(REQUIRED TASK): Restate each entry word for word, leaving nothing out.

--- Start DATA RECORDS ---

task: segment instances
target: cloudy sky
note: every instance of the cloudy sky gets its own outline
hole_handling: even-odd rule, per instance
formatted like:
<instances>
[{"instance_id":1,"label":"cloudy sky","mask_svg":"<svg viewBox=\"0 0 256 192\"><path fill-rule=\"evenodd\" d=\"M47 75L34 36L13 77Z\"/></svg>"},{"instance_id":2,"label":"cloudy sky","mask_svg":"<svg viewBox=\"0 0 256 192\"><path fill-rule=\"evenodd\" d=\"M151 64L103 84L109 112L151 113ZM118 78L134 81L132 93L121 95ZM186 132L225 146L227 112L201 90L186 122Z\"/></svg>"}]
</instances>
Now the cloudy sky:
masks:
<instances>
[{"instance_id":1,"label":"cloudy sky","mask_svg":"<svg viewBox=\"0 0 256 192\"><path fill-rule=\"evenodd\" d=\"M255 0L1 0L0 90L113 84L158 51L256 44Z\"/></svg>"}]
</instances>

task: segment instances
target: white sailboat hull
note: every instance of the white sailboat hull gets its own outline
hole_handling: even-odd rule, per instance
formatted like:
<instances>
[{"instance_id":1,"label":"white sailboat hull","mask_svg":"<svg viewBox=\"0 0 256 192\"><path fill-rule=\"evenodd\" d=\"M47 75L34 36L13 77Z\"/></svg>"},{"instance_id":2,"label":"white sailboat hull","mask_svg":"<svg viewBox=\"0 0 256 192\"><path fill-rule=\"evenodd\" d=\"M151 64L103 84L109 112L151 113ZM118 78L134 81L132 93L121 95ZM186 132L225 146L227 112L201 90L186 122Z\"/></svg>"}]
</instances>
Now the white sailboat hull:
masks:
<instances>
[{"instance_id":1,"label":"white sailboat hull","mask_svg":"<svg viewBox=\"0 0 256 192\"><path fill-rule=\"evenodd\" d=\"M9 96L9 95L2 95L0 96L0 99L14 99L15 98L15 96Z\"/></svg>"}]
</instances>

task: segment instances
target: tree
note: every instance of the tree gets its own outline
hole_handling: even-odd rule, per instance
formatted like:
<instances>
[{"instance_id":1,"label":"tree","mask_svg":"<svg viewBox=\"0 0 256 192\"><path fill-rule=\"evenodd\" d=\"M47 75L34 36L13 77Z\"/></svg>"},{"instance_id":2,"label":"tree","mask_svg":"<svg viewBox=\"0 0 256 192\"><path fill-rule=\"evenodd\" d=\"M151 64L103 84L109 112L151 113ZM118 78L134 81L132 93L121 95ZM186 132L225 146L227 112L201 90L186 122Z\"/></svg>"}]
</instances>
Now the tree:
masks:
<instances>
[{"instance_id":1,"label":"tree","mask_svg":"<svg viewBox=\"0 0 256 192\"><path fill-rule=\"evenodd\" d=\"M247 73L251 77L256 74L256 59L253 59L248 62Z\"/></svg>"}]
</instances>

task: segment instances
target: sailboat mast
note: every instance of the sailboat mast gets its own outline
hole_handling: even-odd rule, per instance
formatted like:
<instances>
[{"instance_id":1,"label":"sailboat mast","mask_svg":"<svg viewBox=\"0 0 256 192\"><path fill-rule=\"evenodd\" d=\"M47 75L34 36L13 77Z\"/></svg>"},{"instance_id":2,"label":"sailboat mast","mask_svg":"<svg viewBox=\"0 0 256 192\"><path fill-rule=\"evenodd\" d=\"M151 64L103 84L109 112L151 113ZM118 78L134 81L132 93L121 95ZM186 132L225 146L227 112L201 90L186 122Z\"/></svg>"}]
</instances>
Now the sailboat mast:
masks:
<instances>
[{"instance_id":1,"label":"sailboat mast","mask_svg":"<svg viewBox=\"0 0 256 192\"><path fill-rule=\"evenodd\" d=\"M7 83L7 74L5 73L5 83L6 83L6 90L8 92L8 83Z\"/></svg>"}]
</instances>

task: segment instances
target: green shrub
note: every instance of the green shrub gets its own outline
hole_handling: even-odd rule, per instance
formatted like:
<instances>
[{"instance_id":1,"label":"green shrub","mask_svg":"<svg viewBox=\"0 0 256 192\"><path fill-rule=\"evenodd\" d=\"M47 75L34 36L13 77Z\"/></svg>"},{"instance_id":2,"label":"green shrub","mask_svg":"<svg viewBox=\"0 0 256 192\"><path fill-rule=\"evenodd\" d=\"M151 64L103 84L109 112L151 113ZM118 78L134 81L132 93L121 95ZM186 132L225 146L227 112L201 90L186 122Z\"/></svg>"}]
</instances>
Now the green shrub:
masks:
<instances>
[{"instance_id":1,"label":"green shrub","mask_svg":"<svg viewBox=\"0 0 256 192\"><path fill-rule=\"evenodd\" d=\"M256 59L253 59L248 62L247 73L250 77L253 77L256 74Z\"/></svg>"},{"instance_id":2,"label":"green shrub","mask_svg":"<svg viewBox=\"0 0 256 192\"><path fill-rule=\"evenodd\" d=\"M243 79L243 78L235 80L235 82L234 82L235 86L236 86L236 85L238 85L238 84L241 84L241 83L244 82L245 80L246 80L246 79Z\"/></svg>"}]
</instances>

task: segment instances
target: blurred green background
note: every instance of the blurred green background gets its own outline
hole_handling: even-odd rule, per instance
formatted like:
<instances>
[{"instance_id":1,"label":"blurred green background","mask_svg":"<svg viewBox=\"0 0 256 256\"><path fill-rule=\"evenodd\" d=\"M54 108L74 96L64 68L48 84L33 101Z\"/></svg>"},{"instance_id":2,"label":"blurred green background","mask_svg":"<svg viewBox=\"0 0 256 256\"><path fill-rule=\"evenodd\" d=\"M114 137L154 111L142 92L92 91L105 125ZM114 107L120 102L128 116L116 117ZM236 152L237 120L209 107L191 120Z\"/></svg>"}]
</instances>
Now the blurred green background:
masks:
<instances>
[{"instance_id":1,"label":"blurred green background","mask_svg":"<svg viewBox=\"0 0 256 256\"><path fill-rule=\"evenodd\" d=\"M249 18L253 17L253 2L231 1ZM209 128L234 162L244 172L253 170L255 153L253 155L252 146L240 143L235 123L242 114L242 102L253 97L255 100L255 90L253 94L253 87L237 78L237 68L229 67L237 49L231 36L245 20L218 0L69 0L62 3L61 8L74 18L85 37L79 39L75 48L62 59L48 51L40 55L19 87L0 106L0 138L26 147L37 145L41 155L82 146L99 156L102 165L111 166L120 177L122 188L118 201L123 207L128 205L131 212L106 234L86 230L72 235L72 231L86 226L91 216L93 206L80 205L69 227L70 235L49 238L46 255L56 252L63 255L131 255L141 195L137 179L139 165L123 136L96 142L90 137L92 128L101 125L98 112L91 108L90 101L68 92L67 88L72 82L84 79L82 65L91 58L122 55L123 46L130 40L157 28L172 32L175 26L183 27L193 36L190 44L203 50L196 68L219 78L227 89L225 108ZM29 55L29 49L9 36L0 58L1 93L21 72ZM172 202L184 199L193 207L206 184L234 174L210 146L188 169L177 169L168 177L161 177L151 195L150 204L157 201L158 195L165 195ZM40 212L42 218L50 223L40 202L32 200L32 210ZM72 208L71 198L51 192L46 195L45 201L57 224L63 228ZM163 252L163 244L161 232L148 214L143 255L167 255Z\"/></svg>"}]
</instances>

--- End DATA RECORDS ---

(COMPLETED TASK):
task: segment instances
target: cloudy sky
note: every instance of the cloudy sky gets its own outline
hole_handling: even-odd rule, per instance
formatted like:
<instances>
[{"instance_id":1,"label":"cloudy sky","mask_svg":"<svg viewBox=\"0 0 256 192\"><path fill-rule=\"evenodd\" d=\"M47 75L34 36L13 77Z\"/></svg>"},{"instance_id":2,"label":"cloudy sky","mask_svg":"<svg viewBox=\"0 0 256 192\"><path fill-rule=\"evenodd\" d=\"M151 64L103 84L109 112L151 113ZM118 78L134 81L132 93L121 95ZM186 132L225 146L227 112L201 90L186 122Z\"/></svg>"}]
</instances>
Now the cloudy sky:
masks:
<instances>
[{"instance_id":1,"label":"cloudy sky","mask_svg":"<svg viewBox=\"0 0 256 192\"><path fill-rule=\"evenodd\" d=\"M255 0L1 0L0 90L113 84L158 51L256 44Z\"/></svg>"}]
</instances>

task: segment instances
target: white sailboat hull
note: every instance of the white sailboat hull gets its own outline
hole_handling: even-odd rule, per instance
formatted like:
<instances>
[{"instance_id":1,"label":"white sailboat hull","mask_svg":"<svg viewBox=\"0 0 256 192\"><path fill-rule=\"evenodd\" d=\"M47 75L34 36L13 77Z\"/></svg>"},{"instance_id":2,"label":"white sailboat hull","mask_svg":"<svg viewBox=\"0 0 256 192\"><path fill-rule=\"evenodd\" d=\"M151 64L103 84L109 112L151 113ZM118 78L134 81L132 93L121 95ZM186 132L225 146L227 112L201 90L186 122Z\"/></svg>"}]
</instances>
Now the white sailboat hull:
masks:
<instances>
[{"instance_id":1,"label":"white sailboat hull","mask_svg":"<svg viewBox=\"0 0 256 192\"><path fill-rule=\"evenodd\" d=\"M9 96L9 95L2 95L0 96L0 99L14 99L15 98L15 96Z\"/></svg>"}]
</instances>

task: segment instances
target: tree
note: every instance of the tree gets its own outline
hole_handling: even-odd rule, per instance
formatted like:
<instances>
[{"instance_id":1,"label":"tree","mask_svg":"<svg viewBox=\"0 0 256 192\"><path fill-rule=\"evenodd\" d=\"M47 75L34 36L13 77Z\"/></svg>"},{"instance_id":2,"label":"tree","mask_svg":"<svg viewBox=\"0 0 256 192\"><path fill-rule=\"evenodd\" d=\"M151 64L103 84L109 112L151 113ZM118 78L134 81L132 93L121 95ZM186 132L225 146L227 112L201 90L186 122Z\"/></svg>"}]
</instances>
Now the tree:
masks:
<instances>
[{"instance_id":1,"label":"tree","mask_svg":"<svg viewBox=\"0 0 256 192\"><path fill-rule=\"evenodd\" d=\"M247 73L251 77L256 74L256 59L253 59L248 62Z\"/></svg>"}]
</instances>

task: segment instances
target: sailboat mast
note: every instance of the sailboat mast gets its own outline
hole_handling: even-odd rule, per instance
formatted like:
<instances>
[{"instance_id":1,"label":"sailboat mast","mask_svg":"<svg viewBox=\"0 0 256 192\"><path fill-rule=\"evenodd\" d=\"M47 75L34 36L13 77Z\"/></svg>"},{"instance_id":2,"label":"sailboat mast","mask_svg":"<svg viewBox=\"0 0 256 192\"><path fill-rule=\"evenodd\" d=\"M151 64L103 84L109 112L151 113ZM118 78L134 81L132 93L121 95ZM186 132L225 146L227 112L201 90L186 122Z\"/></svg>"}]
</instances>
Now the sailboat mast:
masks:
<instances>
[{"instance_id":1,"label":"sailboat mast","mask_svg":"<svg viewBox=\"0 0 256 192\"><path fill-rule=\"evenodd\" d=\"M7 83L7 74L5 73L5 83L6 83L6 90L8 92L8 83Z\"/></svg>"}]
</instances>

task: segment instances
target: green shrub
note: every instance of the green shrub gets its own outline
hole_handling: even-odd rule, per instance
formatted like:
<instances>
[{"instance_id":1,"label":"green shrub","mask_svg":"<svg viewBox=\"0 0 256 192\"><path fill-rule=\"evenodd\" d=\"M47 75L34 36L13 77Z\"/></svg>"},{"instance_id":2,"label":"green shrub","mask_svg":"<svg viewBox=\"0 0 256 192\"><path fill-rule=\"evenodd\" d=\"M151 64L103 84L109 112L151 113ZM118 78L134 81L132 93L121 95ZM186 132L225 146L227 112L201 90L186 122Z\"/></svg>"}]
</instances>
Now the green shrub:
masks:
<instances>
[{"instance_id":1,"label":"green shrub","mask_svg":"<svg viewBox=\"0 0 256 192\"><path fill-rule=\"evenodd\" d=\"M256 59L253 59L248 62L247 73L250 77L253 77L256 74Z\"/></svg>"},{"instance_id":2,"label":"green shrub","mask_svg":"<svg viewBox=\"0 0 256 192\"><path fill-rule=\"evenodd\" d=\"M243 79L243 78L235 80L235 82L234 82L235 86L236 86L236 85L238 85L238 84L241 84L241 83L244 82L245 80L246 80L246 79Z\"/></svg>"}]
</instances>

task: segment instances
target: blurred green background
note: every instance of the blurred green background gets its own outline
hole_handling: even-odd rule, per instance
formatted like:
<instances>
[{"instance_id":1,"label":"blurred green background","mask_svg":"<svg viewBox=\"0 0 256 256\"><path fill-rule=\"evenodd\" d=\"M54 108L74 96L64 68L48 84L33 101Z\"/></svg>"},{"instance_id":2,"label":"blurred green background","mask_svg":"<svg viewBox=\"0 0 256 256\"><path fill-rule=\"evenodd\" d=\"M114 137L154 111L142 92L92 91L105 125ZM114 107L120 102L128 116L116 117ZM236 152L237 120L209 107L191 120Z\"/></svg>"}]
</instances>
Now the blurred green background:
masks:
<instances>
[{"instance_id":1,"label":"blurred green background","mask_svg":"<svg viewBox=\"0 0 256 256\"><path fill-rule=\"evenodd\" d=\"M249 18L253 17L253 2L231 1ZM209 128L234 162L244 172L253 170L255 153L253 155L252 146L240 143L235 123L242 114L242 102L253 97L255 100L255 90L253 94L253 87L237 78L237 68L229 67L237 49L231 36L245 20L218 0L69 0L62 3L61 8L74 18L85 37L79 39L75 48L62 59L48 51L40 55L19 87L0 106L0 138L26 147L37 145L41 155L82 146L99 156L102 165L111 166L120 177L122 188L118 201L123 207L128 205L131 212L106 234L86 230L72 235L72 231L86 226L91 216L93 206L80 205L69 227L70 235L49 238L46 255L56 252L63 255L131 255L141 195L137 179L139 165L123 136L96 142L90 137L92 128L101 125L98 112L91 108L90 101L68 92L67 88L72 82L84 79L82 65L91 58L122 55L123 46L130 40L157 28L172 32L175 26L183 27L193 36L190 44L203 50L196 68L219 78L227 89L225 108ZM29 55L29 49L9 36L0 58L1 93L21 72ZM172 202L184 199L193 207L206 184L234 174L210 146L188 169L177 169L168 177L161 177L151 195L150 204L157 201L158 195L165 195ZM40 212L42 218L50 223L40 202L32 200L32 210ZM72 208L71 198L51 192L46 195L45 201L57 224L63 228ZM163 252L163 244L161 232L148 214L143 255L167 255Z\"/></svg>"}]
</instances>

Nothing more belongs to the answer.